TEXT SEGMENT:
====

No way. If you take your aggression out on an inanimate object in the right context, that's the best thing I think you can do. You're focusing your energy, you're focusing your attention. You're venting. So then when you're done and exhausted, you left it all in the ringer, you left it all in the bag or you left it all breaking those pallets [00:30:00] you're done.

And you walk away with a burden off. Is that how you felt? Because that's how I feel. Oh, whale on a bag to the point. I've knocked it off the hinge a few times, but when I'm done, I'm like, okay, I'm done. My dad actually introduced me to weightlifting during that time period as well, where I met. Former golden gloves boxer who taught me how to hit a heavy bag the right way, because he saw me just over there, wailing on the bag.

He's like, son, you're going to, you're going to break yourself, break your wrist. Yeah. You can easily break a wrist for life. And you know, he, he asked my dad, cause my dad was there with me and Gabe got permission and put some gloves on me and actually taught me how to punch correctly. But I think it kept me out of between that.

And like, and I went from breaking pallets to, I started splitting wood something a little more constructive than leaving shards of wood all over, all over the lawn. But I think that's honestly what kept me out of more fights. I ha I had a [00:31:00] couple of fights that fizzled out, you know, junior high fights, right?

Come on, man. You know, everybody yelling at each other big group of kids fight, fight, fight, right? All that nonsense where, you know, basically only one guy ends up taking a swing. Maybe two, maybe two blows are thrown. I was like, oh, that's a fight. But it kept me from taking out on the kids who upset me.

I've always been very aggressive. It's part of my nature and is something I had to learn. My dad taught me early on. It's like, you're going to have to learn to control this. You are going to be a big guy. You're going to physically intimidate people and you're going to have to control that physicality that you're going to have.

And so. You know, he gave me outlets. He provided that outlet for me. He didn't like the whole shattering pallets, but until he found a better solution for me, he kept supplying me with pallets. Right. And until he gave me other options to [00:32:00] get around that, but it kept me focused on the fact that I was letting the aggression out, but I wasn't hurting anybody.

====

DATA EXTRACT:
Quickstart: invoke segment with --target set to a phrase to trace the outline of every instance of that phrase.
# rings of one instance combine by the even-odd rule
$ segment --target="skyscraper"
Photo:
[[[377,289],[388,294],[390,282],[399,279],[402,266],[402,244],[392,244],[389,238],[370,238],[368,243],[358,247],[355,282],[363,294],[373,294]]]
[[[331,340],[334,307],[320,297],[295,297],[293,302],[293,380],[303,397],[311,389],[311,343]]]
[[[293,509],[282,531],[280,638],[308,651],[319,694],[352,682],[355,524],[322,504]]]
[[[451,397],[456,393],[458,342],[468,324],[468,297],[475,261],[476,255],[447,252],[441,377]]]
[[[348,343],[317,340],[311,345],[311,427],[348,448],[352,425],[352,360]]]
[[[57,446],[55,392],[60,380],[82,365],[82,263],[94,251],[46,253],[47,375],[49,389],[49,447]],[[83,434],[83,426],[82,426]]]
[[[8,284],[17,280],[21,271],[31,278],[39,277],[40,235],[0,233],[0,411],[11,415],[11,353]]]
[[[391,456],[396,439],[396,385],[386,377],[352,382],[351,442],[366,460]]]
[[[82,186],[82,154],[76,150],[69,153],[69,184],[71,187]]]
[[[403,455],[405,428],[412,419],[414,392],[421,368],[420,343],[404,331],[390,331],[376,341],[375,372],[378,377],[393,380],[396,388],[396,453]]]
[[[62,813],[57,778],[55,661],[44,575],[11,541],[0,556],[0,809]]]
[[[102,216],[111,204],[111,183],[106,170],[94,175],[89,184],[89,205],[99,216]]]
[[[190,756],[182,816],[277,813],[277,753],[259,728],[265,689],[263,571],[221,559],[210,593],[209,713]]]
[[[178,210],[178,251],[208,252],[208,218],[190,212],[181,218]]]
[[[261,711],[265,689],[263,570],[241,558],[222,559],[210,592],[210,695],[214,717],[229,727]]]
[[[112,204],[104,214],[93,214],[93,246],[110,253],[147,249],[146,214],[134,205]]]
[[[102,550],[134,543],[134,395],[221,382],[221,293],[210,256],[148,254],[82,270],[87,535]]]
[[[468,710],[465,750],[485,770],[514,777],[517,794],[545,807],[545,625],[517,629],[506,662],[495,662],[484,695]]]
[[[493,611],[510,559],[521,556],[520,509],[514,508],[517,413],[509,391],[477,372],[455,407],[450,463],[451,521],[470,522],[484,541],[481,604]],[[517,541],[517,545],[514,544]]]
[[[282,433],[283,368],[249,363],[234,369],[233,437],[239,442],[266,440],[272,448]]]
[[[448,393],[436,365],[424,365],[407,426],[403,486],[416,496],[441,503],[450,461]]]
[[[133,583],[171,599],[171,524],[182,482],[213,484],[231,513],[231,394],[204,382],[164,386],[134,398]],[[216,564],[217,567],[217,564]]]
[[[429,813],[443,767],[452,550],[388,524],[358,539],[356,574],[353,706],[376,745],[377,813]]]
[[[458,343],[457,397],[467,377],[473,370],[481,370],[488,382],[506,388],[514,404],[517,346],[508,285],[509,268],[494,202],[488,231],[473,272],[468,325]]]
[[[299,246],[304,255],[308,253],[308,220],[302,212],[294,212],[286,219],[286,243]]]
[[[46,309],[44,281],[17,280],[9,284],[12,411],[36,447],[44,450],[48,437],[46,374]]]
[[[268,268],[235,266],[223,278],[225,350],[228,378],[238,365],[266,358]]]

====

TASKS TO CARRY OUT:
1: Reproduce the portion of the transcript about venting aggression between "And you walk" and "of between that.", inclusive.
2: In the transcript about venting aggression, what did the speaker start doing after breaking pallets?
3: Extend the transcript about venting aggression, picking up after its final sentence.
The lines after the transcript about venting aggression are separate material.

TASK RESULTS:
1:
And you walk away with a burden off. Is that how you felt? Because that's how I feel. Oh, whale on a bag to the point. I've knocked it off the hinge a few times, but when I'm done, I'm like, okay, I'm done. My dad actually introduced me to weightlifting during that time period as well, where I met. Former golden gloves boxer who taught me how to hit a heavy bag the right way, because he saw me just over there, wailing on the bag.

He's like, son, you're going to, you're going to break yourself, break your wrist. Yeah. You can easily break a wrist for life. And you know, he, he asked my dad, cause my dad was there with me and Gabe got permission and put some gloves on me and actually taught me how to punch correctly. But I think it kept me out of between that.

2: Splitting wood.

3:
And I think our, our movement towards, oh, that's not okay. Actually has a lot to do with some of the problems we've seen in schools. Right. We've seen school shootings, school shootings. One of the thing when I was in school people weren't I went to high school in Wyoming. We had guns in our trucks out in the parking lot.

And that was okay because we were all going to the ranch to work afterwards. It was just part of life. We were con guns were a tool and no one was worried about someone coming in and shooting up the school. But we all have very physical habits and jobs and I'm in a high, junior high. That was I wasn't going to go around and beat up everybody in the school or shoot somebody because I was getting that out.

When I came to school, I didn't have that demon. I was fighting at the time because I had [00:33:00] worked at all out on the bag. Yeah. 100%. The Bible says be angry and send. When you're beating the bag, you're not sending you're, you're emptying yourself. You're working through the therapy physically, emotionally, spiritually.

You're getting it out. So I'm a big, strong believer in hitting the heavy bag. Cause if I'm hitting the heavy bag, I'm not hanging the guy who pissed me off. Right. The blunt mixer, that therapy for me sometimes. Yeah. And that's it. You can, you can like underwater basket weaving. I really don't care what you like, but do something to get the aggression out in a healthy way.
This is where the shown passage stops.